[Point labeling examples]
● ● ● ●
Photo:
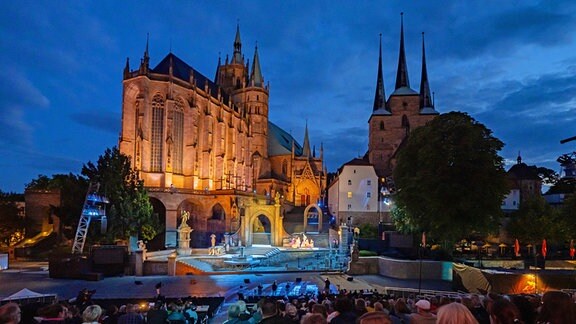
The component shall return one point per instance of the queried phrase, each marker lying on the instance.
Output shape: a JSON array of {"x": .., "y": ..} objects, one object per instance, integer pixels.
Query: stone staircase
[{"x": 192, "y": 266}]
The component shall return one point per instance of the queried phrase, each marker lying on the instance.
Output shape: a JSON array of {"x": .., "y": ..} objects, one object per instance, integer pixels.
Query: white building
[{"x": 354, "y": 194}]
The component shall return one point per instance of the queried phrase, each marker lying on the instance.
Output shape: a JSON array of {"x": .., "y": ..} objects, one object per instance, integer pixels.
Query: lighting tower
[{"x": 94, "y": 208}]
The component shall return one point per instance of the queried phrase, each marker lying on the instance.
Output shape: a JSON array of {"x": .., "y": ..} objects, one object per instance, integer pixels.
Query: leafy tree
[
  {"x": 536, "y": 220},
  {"x": 130, "y": 213},
  {"x": 11, "y": 223},
  {"x": 450, "y": 179},
  {"x": 72, "y": 194}
]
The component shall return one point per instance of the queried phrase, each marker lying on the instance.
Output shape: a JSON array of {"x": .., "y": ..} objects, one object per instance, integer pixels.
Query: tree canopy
[
  {"x": 450, "y": 179},
  {"x": 130, "y": 213}
]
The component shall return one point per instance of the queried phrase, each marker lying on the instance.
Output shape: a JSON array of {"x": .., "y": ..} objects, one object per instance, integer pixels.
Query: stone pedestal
[
  {"x": 172, "y": 264},
  {"x": 184, "y": 240},
  {"x": 139, "y": 263}
]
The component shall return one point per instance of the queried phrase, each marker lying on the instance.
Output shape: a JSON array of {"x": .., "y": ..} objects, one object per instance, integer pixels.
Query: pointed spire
[
  {"x": 380, "y": 95},
  {"x": 237, "y": 57},
  {"x": 402, "y": 73},
  {"x": 218, "y": 68},
  {"x": 306, "y": 146},
  {"x": 256, "y": 78},
  {"x": 127, "y": 68},
  {"x": 425, "y": 98}
]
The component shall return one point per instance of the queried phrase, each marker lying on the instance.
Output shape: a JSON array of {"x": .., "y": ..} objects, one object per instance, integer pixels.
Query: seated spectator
[
  {"x": 557, "y": 307},
  {"x": 313, "y": 318},
  {"x": 53, "y": 314},
  {"x": 455, "y": 313},
  {"x": 10, "y": 313},
  {"x": 157, "y": 314},
  {"x": 504, "y": 311},
  {"x": 422, "y": 314},
  {"x": 91, "y": 314},
  {"x": 374, "y": 318},
  {"x": 131, "y": 316}
]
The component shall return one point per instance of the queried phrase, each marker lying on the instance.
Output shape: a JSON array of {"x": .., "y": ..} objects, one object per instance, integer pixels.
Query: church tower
[{"x": 391, "y": 121}]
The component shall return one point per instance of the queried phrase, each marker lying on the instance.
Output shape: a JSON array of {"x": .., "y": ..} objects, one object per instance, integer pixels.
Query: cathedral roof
[
  {"x": 280, "y": 142},
  {"x": 182, "y": 71}
]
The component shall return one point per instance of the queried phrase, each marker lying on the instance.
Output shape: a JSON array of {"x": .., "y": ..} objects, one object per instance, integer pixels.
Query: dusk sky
[{"x": 511, "y": 65}]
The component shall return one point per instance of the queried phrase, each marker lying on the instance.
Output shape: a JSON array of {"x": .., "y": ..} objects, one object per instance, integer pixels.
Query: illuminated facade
[{"x": 205, "y": 145}]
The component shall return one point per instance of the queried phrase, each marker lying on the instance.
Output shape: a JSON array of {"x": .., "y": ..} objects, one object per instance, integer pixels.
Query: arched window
[
  {"x": 218, "y": 212},
  {"x": 157, "y": 133},
  {"x": 178, "y": 136}
]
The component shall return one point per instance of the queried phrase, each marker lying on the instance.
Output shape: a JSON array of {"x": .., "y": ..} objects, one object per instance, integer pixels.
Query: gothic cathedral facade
[{"x": 206, "y": 146}]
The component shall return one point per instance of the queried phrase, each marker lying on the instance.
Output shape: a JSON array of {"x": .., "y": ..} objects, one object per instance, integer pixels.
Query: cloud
[{"x": 95, "y": 118}]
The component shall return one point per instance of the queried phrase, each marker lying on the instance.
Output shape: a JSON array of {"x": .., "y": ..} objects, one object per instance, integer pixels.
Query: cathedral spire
[
  {"x": 237, "y": 57},
  {"x": 402, "y": 73},
  {"x": 425, "y": 98},
  {"x": 306, "y": 146},
  {"x": 380, "y": 96},
  {"x": 256, "y": 78}
]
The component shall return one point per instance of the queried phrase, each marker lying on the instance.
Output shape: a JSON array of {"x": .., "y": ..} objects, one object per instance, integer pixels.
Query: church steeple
[
  {"x": 306, "y": 145},
  {"x": 256, "y": 78},
  {"x": 402, "y": 72},
  {"x": 145, "y": 62},
  {"x": 380, "y": 95},
  {"x": 237, "y": 56}
]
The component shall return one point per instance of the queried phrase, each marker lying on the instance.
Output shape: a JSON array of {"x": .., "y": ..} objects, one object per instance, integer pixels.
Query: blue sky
[{"x": 509, "y": 64}]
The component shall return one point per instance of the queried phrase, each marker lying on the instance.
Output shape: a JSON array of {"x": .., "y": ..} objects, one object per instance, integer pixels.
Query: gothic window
[
  {"x": 157, "y": 133},
  {"x": 178, "y": 136}
]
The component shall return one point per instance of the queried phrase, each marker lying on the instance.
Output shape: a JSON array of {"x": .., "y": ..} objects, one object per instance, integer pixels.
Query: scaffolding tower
[{"x": 94, "y": 208}]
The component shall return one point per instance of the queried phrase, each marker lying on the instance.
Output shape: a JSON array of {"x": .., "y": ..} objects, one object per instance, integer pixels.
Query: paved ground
[{"x": 34, "y": 276}]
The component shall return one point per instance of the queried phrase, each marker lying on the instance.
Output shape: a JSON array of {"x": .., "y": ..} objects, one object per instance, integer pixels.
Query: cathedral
[
  {"x": 207, "y": 147},
  {"x": 359, "y": 192}
]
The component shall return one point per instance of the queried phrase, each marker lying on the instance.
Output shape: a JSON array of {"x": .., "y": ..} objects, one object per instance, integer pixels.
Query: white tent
[{"x": 28, "y": 296}]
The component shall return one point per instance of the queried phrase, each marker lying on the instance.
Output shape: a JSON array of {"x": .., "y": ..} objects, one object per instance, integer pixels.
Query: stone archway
[
  {"x": 306, "y": 214},
  {"x": 254, "y": 212}
]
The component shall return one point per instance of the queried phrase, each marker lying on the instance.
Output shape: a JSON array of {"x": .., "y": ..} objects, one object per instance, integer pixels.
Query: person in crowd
[
  {"x": 504, "y": 311},
  {"x": 176, "y": 315},
  {"x": 91, "y": 314},
  {"x": 527, "y": 310},
  {"x": 374, "y": 318},
  {"x": 10, "y": 313},
  {"x": 157, "y": 314},
  {"x": 423, "y": 314},
  {"x": 557, "y": 308},
  {"x": 190, "y": 313},
  {"x": 132, "y": 316},
  {"x": 320, "y": 309},
  {"x": 313, "y": 318},
  {"x": 400, "y": 312},
  {"x": 343, "y": 312},
  {"x": 455, "y": 313},
  {"x": 360, "y": 307},
  {"x": 291, "y": 314}
]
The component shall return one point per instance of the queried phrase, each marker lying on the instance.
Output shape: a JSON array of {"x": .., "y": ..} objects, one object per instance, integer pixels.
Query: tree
[
  {"x": 450, "y": 179},
  {"x": 536, "y": 220},
  {"x": 12, "y": 224},
  {"x": 130, "y": 213}
]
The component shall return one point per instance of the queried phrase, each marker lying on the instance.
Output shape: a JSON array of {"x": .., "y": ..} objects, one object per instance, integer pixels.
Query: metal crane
[{"x": 94, "y": 208}]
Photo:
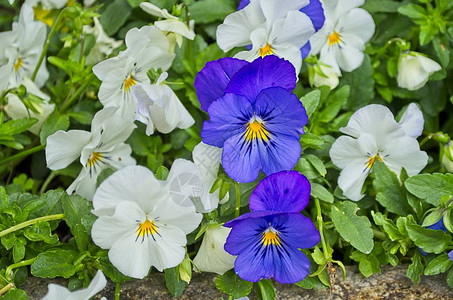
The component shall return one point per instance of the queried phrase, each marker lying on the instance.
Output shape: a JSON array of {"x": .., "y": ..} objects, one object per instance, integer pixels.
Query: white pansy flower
[
  {"x": 16, "y": 109},
  {"x": 343, "y": 37},
  {"x": 271, "y": 27},
  {"x": 139, "y": 223},
  {"x": 375, "y": 135},
  {"x": 147, "y": 48},
  {"x": 99, "y": 149},
  {"x": 414, "y": 70},
  {"x": 58, "y": 292},
  {"x": 208, "y": 159},
  {"x": 328, "y": 77},
  {"x": 21, "y": 49},
  {"x": 159, "y": 107},
  {"x": 47, "y": 4},
  {"x": 211, "y": 256},
  {"x": 174, "y": 27},
  {"x": 104, "y": 44}
]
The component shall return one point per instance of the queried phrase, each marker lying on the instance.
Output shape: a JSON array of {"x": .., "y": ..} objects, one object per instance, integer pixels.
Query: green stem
[
  {"x": 31, "y": 222},
  {"x": 79, "y": 91},
  {"x": 320, "y": 228},
  {"x": 117, "y": 291},
  {"x": 22, "y": 154},
  {"x": 238, "y": 200},
  {"x": 46, "y": 45},
  {"x": 47, "y": 182},
  {"x": 18, "y": 265},
  {"x": 6, "y": 288}
]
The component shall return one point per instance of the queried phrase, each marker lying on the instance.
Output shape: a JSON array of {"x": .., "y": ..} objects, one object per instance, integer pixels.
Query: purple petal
[
  {"x": 262, "y": 73},
  {"x": 241, "y": 159},
  {"x": 228, "y": 116},
  {"x": 315, "y": 12},
  {"x": 212, "y": 80},
  {"x": 286, "y": 191},
  {"x": 282, "y": 112}
]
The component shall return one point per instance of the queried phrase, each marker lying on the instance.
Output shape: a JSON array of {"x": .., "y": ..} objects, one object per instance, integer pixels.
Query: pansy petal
[
  {"x": 212, "y": 80},
  {"x": 412, "y": 121},
  {"x": 315, "y": 12},
  {"x": 63, "y": 147},
  {"x": 287, "y": 191},
  {"x": 241, "y": 158},
  {"x": 227, "y": 118},
  {"x": 262, "y": 73}
]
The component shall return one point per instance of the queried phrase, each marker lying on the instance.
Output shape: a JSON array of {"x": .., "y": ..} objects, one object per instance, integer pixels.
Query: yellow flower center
[
  {"x": 266, "y": 50},
  {"x": 255, "y": 130},
  {"x": 334, "y": 38},
  {"x": 130, "y": 81},
  {"x": 371, "y": 161},
  {"x": 19, "y": 62},
  {"x": 95, "y": 157},
  {"x": 145, "y": 229},
  {"x": 270, "y": 237}
]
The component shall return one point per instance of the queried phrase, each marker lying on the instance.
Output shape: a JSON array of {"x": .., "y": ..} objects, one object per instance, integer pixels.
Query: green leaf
[
  {"x": 265, "y": 290},
  {"x": 320, "y": 192},
  {"x": 389, "y": 192},
  {"x": 207, "y": 11},
  {"x": 229, "y": 283},
  {"x": 115, "y": 15},
  {"x": 54, "y": 263},
  {"x": 413, "y": 11},
  {"x": 311, "y": 101},
  {"x": 53, "y": 123},
  {"x": 431, "y": 187},
  {"x": 431, "y": 241},
  {"x": 438, "y": 265},
  {"x": 415, "y": 269},
  {"x": 174, "y": 284},
  {"x": 354, "y": 229},
  {"x": 362, "y": 81}
]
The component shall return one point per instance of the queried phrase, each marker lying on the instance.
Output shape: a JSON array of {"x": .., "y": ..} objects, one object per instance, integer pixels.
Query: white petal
[
  {"x": 134, "y": 183},
  {"x": 412, "y": 121},
  {"x": 405, "y": 152},
  {"x": 64, "y": 147},
  {"x": 211, "y": 256}
]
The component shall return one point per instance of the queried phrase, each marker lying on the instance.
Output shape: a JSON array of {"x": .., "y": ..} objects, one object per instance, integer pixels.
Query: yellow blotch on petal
[
  {"x": 270, "y": 237},
  {"x": 129, "y": 82},
  {"x": 255, "y": 130},
  {"x": 266, "y": 50},
  {"x": 146, "y": 228},
  {"x": 95, "y": 157},
  {"x": 19, "y": 62},
  {"x": 334, "y": 38}
]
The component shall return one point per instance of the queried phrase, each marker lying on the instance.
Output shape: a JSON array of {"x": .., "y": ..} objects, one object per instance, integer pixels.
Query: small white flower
[
  {"x": 139, "y": 223},
  {"x": 328, "y": 77},
  {"x": 16, "y": 109},
  {"x": 58, "y": 292},
  {"x": 21, "y": 49},
  {"x": 147, "y": 48},
  {"x": 104, "y": 44},
  {"x": 99, "y": 149},
  {"x": 343, "y": 37},
  {"x": 158, "y": 106},
  {"x": 174, "y": 27},
  {"x": 271, "y": 27},
  {"x": 414, "y": 70},
  {"x": 211, "y": 256},
  {"x": 375, "y": 135}
]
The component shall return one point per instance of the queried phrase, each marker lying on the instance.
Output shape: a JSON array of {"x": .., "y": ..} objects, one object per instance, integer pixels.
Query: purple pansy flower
[
  {"x": 254, "y": 116},
  {"x": 313, "y": 10},
  {"x": 267, "y": 240}
]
● ● ● ●
TO BE DONE => Which lines above contain the string "petal"? Pull out each of them, and treat uppercase and lowercase as different.

RESPONSE TO THIS EXERCISE =>
Query: purple petal
Query: pansy petal
Query: white petal
Query: yellow blotch on petal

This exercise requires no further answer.